Problem requirements
Retype the records word for word, from the very first line through the line that contains "[[461, 61], [167, 69], [347, 83]]", including that line.
◇ ◇ ◇ ◇ ◇
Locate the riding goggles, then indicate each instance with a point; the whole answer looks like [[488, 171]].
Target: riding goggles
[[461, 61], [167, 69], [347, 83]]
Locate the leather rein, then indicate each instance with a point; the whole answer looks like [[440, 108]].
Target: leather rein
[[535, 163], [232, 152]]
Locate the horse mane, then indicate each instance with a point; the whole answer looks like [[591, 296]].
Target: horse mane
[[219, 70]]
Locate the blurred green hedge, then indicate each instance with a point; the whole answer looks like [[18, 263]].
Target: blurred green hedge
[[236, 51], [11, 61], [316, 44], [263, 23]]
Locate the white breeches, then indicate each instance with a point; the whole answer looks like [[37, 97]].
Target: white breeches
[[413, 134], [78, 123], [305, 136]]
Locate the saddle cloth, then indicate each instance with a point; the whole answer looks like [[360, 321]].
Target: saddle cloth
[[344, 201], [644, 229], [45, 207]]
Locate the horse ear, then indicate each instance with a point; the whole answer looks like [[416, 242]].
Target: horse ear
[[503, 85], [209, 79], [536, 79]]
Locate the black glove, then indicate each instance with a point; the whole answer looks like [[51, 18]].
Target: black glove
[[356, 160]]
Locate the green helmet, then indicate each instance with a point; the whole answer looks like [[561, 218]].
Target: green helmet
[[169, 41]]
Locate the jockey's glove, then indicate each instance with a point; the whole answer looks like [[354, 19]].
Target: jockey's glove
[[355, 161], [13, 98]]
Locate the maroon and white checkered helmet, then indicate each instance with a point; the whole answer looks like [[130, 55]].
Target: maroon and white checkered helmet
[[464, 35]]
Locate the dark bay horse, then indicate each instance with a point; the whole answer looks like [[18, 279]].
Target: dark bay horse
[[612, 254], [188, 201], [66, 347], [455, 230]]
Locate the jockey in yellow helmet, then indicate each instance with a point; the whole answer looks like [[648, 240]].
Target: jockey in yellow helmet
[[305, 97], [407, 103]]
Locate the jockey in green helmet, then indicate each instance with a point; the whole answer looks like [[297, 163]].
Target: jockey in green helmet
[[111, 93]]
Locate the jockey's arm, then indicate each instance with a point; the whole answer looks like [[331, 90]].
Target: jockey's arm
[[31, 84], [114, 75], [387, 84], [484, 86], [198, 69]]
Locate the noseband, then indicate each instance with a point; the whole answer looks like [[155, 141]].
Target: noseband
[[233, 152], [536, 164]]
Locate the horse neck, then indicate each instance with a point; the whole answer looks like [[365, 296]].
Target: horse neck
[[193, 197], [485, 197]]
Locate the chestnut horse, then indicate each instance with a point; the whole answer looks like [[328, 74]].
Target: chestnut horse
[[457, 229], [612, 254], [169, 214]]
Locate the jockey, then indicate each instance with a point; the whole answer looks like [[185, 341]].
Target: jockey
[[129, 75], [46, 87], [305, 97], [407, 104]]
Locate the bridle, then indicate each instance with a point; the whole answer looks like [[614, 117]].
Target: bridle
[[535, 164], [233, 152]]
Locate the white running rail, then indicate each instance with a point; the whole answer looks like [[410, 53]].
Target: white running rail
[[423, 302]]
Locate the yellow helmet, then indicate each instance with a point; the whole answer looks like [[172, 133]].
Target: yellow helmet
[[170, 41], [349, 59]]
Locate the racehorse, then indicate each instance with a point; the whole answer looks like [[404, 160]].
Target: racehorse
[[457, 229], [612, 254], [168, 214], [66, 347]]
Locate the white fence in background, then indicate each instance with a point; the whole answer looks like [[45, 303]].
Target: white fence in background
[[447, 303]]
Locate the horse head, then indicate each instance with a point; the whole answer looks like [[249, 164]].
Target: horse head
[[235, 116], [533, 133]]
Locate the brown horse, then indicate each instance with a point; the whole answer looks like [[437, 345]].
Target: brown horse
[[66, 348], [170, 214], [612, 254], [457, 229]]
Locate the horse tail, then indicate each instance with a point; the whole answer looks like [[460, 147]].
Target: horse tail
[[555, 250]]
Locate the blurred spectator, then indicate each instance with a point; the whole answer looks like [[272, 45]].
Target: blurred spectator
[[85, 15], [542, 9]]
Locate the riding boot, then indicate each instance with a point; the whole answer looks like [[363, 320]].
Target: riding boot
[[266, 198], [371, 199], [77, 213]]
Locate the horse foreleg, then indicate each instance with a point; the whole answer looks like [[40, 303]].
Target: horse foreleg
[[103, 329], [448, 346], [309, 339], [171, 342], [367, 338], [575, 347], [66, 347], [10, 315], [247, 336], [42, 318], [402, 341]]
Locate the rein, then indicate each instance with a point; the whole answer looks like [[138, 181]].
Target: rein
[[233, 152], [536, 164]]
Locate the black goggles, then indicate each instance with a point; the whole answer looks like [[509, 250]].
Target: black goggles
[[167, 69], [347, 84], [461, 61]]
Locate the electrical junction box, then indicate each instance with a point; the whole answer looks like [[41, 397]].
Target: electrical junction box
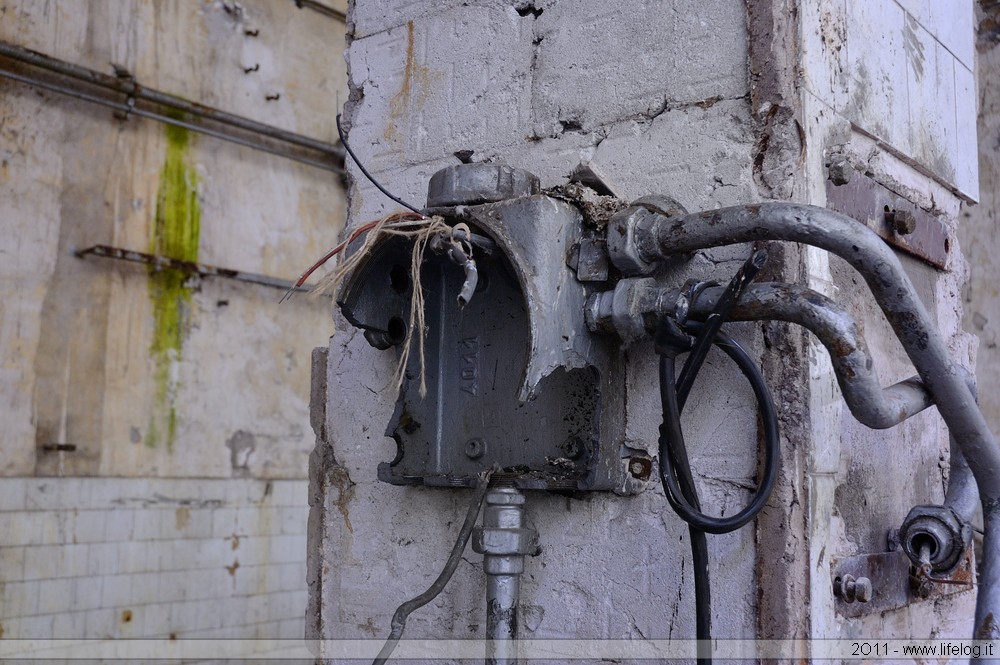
[[514, 377]]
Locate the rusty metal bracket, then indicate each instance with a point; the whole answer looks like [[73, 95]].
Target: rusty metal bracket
[[894, 582], [896, 220], [160, 262]]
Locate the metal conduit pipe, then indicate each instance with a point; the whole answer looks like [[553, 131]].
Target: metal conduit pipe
[[872, 405], [504, 541], [639, 238]]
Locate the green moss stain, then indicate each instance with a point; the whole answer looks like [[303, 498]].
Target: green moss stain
[[175, 233]]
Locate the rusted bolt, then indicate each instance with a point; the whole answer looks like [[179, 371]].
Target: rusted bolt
[[920, 585], [475, 448], [850, 590], [903, 222], [839, 170], [862, 589]]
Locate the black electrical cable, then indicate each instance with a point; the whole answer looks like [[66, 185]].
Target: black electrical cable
[[403, 611], [343, 139], [671, 433], [675, 469]]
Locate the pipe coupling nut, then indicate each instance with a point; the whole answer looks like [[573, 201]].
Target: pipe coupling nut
[[935, 535]]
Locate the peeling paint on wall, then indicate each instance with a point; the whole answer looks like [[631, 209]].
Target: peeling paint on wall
[[175, 233]]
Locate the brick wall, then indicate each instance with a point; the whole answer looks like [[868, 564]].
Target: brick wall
[[127, 558]]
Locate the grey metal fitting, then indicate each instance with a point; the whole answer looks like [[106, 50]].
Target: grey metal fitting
[[623, 247], [903, 221], [503, 538], [630, 229], [935, 535], [469, 184]]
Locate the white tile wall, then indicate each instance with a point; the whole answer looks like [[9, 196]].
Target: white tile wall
[[106, 557], [901, 71]]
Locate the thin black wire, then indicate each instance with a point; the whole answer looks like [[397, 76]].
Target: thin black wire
[[674, 476], [404, 610], [343, 139], [675, 469]]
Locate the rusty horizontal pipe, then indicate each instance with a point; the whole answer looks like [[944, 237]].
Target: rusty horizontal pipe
[[134, 92], [189, 267], [872, 405]]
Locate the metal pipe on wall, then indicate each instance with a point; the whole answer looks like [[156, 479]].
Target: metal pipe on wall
[[330, 156], [504, 541], [639, 237]]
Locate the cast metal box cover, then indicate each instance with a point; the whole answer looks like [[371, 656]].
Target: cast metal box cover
[[514, 377]]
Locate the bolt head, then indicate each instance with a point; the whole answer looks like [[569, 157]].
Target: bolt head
[[862, 589], [840, 171], [475, 448]]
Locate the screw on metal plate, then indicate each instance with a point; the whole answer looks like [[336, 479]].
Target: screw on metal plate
[[850, 590], [903, 222], [640, 467], [475, 448], [839, 170]]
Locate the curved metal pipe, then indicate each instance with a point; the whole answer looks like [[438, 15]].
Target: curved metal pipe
[[655, 237], [638, 233], [872, 405]]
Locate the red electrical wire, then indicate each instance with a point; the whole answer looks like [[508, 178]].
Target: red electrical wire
[[364, 228]]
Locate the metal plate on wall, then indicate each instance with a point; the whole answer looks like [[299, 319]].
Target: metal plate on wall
[[893, 584], [868, 201]]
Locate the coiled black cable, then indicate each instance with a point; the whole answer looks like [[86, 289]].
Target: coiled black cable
[[675, 469]]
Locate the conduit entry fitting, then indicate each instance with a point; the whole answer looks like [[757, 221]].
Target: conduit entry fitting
[[527, 374]]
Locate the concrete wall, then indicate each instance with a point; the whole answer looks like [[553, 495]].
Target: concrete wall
[[186, 402], [507, 86], [164, 558], [888, 85], [714, 104]]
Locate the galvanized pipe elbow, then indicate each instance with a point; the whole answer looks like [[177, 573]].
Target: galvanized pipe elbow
[[872, 405]]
◇ ◇ ◇ ◇ ◇
Response to the task
Locate the riding goggles, then indicate each instance with a point; the whole answer looks like [[488, 171]].
Target: riding goggles
[[461, 61], [167, 69], [347, 83]]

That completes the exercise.